[Text block start]
By Tamar Duvdevani and Matthew Ganas

A relatively common problem affecting the fashion industry is claims of copyright infringement over designs that appear on clothing and other merchandise.  In particular, retailers create product overseas, unaware that a print stated to be open source by an Asian manufacturing partner is actually a protected design.  And, because ignorance is no excuse in copyright infringement, retailers are often penalized for infringement that they may view as innocent – even for use of “simple” designs that may not be perceived as protectable at all.  But does this fact pattern create a finding of willful infringement, which confers additional penalties under the Act?  According to a recent decision out of the Eleventh Circuit, the answer is no.  

The Eleventh Circuit’s decision in Olem Shoe Corp. v. Washington Shoe Corp, 2015 BL 5729 (11th Cir. Jan 12, 2015) affirmed a Florida district court’s summary judgment ruling that Olem Shoe Corporation (“Olem”) infringed Washington Shoe Company’s (“Washington Shoe”) copyrights in polka dot and zebra stripe women’s rain boot designs, although not willfully.

In its infringement analysis, the appeals court first determined that Washington Shoe’s copyrights for its polka dot and zebra stripe designs are valid, thus satisfying the first prong of the copyright infringement test.  Id. at *7.  In doing so, it relied on the presumption of validity created by a certificate of registration and determined that Olem failed to rebut that presumption by showing Washington Shoe’s designs are non-protectable.  See id.
[Text block end]
--- Set problem 1 ---
In the rain boot copyright article, which designs of Washington Shoe's did Olem infringe?
--- Set problem 2 ---
Pick up the rain boot copyright article after its last sentence and carry it forward.
The rows after this point come from a separate source.
[Material start]
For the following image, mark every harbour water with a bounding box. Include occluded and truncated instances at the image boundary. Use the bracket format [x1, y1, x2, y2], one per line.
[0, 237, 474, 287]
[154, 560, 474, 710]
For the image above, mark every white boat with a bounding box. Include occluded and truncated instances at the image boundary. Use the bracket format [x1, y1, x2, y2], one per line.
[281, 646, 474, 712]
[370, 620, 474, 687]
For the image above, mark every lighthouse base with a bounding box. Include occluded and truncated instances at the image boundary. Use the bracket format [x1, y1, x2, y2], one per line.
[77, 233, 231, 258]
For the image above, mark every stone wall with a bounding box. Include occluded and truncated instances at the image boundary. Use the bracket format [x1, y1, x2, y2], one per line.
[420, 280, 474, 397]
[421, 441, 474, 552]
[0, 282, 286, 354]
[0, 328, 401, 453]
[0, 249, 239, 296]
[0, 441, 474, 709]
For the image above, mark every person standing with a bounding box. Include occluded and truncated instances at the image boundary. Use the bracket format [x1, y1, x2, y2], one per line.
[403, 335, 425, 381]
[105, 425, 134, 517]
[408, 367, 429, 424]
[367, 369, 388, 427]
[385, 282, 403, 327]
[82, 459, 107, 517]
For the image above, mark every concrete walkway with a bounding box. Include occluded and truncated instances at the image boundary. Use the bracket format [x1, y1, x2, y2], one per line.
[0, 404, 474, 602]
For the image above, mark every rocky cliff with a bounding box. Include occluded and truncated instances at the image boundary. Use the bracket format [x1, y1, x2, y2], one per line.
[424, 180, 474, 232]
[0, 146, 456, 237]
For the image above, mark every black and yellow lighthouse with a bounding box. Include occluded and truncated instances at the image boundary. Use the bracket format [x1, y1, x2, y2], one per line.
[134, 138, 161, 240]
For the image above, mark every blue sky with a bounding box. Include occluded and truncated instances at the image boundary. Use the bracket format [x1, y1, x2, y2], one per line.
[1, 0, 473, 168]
[Material end]
--- Task response 1 ---
Its polka dot and zebra stripe women's rain boot designs.

--- Task response 2 ---
In analyzing the second copyright infringement prong – copying of the original elements of the protected work – the Eleventh Circuit affirmed the district court’s findings on two alternative bases: (1) “striking similarity” between Olem’s accused boots and the copyrighted designs, and (2) Olem’s access to the copyrighted designs combined with “substantial similarity.”  Id. at **10-11.  As to similarity, the Court viewed Olem’s boots as “‘virtually identical’ and thus strikingly similar” to the copyrighted designs.  Id.  As to access, it accepted the lower court’s reliance on Washington Shoe’s “wide dissemination” of the copyrighted designs through established boot sales at national Target retail stores.  Id. at *8.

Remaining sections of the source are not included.